§ Task instructions:
(a) In the guest post on depression and anxiety below, rewrite the paragraph that begins "October is Depression Awareness Month" as a short bulleted list that keeps its main facts.
(b) In the guest post on depression and anxiety below, what is the title of the first book Danita Sanders wrote?

Sunday, October 13, 2019

Guest Post by Danita Sanders: How I Cope with Depression & Anxiety


October is Depression Awareness Month, and this month I'm inviting a guest blogger to share her story of living with depression. Danita Sanders is an artist, business owner, mom, grandmother, and inspiration. She will share her story of depression and one of her biggest triggers. 

Danita's Story

 I have been blessed with the opportunity to share my journey with depression and anxiety thanks to a beautiful soul and mental health advocate extraordinaire, Lauren Hope. Lauren shared her story with myself and a room full of women and it was the first time I had ever heard someone share their fight with depression and overcoming suicidal thoughts even attempting suicide so openly. 


Lauren would later find out that I shared her struggle as well. And it was listening to her that helped me FINALLY release the silent stigma that I've for having a mental health issue. I wrote about depression in my first book, God, Love & Divorce: A Journey of Self Discovery, and mentioned it  in a blog or two, but I have never openly spoke about my failed suicide attempts as young as 12 years old or how I go regularly to see a counselor just for maintenance to maintain my mental health. 

Now that I can honestly call myself a survivor, I too, like Lauren (my mentor even if she doesn't know she is), want to help lift the stigma of depression and anxiety issues and bring more  awareness to the need for open dialogue about mental health. It's a new "Me too" movement that helps each of us walk side by side, arm in arm, supporting each other instead of tearing each other down. That is the theme of this blog. I want to share what I have learned recently through the interactions with someone I knew.

§ Record excerpts:
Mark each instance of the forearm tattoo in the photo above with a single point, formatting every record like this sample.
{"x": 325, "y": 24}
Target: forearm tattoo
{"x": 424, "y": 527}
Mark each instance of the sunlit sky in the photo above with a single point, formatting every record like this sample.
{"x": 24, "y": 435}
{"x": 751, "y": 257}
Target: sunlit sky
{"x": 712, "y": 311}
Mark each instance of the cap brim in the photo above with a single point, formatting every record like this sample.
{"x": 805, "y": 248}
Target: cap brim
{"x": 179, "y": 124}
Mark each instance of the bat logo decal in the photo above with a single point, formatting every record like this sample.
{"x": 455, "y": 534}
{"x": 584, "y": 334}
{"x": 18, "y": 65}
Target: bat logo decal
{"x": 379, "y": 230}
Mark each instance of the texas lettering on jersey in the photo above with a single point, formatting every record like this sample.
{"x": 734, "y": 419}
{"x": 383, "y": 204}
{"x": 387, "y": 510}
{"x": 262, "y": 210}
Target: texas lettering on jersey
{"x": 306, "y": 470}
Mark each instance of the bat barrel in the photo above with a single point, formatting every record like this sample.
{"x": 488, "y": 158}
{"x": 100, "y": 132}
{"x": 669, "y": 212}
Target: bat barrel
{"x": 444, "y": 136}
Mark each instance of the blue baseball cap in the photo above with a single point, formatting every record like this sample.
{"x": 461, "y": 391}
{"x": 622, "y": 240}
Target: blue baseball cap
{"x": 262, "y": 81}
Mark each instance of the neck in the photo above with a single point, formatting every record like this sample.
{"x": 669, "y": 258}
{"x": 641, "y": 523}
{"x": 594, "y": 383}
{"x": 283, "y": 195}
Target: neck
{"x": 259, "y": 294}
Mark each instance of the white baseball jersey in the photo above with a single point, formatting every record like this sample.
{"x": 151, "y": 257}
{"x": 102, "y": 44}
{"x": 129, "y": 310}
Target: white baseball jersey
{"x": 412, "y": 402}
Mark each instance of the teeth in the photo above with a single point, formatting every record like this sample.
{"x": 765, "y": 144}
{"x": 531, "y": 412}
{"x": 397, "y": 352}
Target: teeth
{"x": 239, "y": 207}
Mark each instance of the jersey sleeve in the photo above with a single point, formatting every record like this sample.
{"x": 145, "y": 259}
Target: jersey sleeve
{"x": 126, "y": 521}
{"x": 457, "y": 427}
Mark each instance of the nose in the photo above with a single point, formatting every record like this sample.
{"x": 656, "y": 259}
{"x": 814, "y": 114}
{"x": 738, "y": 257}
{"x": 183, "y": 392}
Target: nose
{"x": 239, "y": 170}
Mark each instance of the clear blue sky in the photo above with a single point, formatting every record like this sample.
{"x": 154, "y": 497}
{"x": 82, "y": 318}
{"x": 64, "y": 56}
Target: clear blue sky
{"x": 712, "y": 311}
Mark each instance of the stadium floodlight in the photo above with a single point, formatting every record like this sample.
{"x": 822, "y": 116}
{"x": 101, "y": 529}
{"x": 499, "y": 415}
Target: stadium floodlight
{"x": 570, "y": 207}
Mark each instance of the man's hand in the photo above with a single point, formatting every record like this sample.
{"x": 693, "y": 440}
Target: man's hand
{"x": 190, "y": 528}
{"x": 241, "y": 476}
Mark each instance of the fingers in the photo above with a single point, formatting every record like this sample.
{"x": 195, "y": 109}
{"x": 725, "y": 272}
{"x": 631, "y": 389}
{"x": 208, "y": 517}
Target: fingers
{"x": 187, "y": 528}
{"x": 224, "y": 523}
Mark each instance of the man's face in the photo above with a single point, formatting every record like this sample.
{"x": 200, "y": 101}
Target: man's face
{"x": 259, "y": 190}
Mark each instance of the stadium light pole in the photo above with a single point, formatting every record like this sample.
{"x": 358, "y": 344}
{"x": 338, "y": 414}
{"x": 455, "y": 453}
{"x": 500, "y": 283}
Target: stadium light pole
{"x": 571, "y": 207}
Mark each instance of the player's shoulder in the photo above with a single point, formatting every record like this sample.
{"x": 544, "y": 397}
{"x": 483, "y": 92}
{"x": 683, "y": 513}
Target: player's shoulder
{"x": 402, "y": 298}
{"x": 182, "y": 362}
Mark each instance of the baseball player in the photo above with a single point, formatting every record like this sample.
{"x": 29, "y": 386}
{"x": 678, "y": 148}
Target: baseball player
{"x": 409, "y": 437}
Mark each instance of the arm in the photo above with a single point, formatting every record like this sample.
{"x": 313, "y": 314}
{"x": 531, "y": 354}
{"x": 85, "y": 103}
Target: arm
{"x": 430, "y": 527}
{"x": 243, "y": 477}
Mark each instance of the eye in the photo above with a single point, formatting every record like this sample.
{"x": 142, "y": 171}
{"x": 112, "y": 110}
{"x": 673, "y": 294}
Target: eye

§ Answers by item:
(a)
- October is Depression Awareness Month.
- This month a guest blogger, Danita Sanders, shares her story of living with depression.
- She is an artist, business owner, mom, grandmother, and inspiration.
- She will tell her story of depression and one of her biggest triggers.

(b) God, Love & Divorce: A Journey of Self Discovery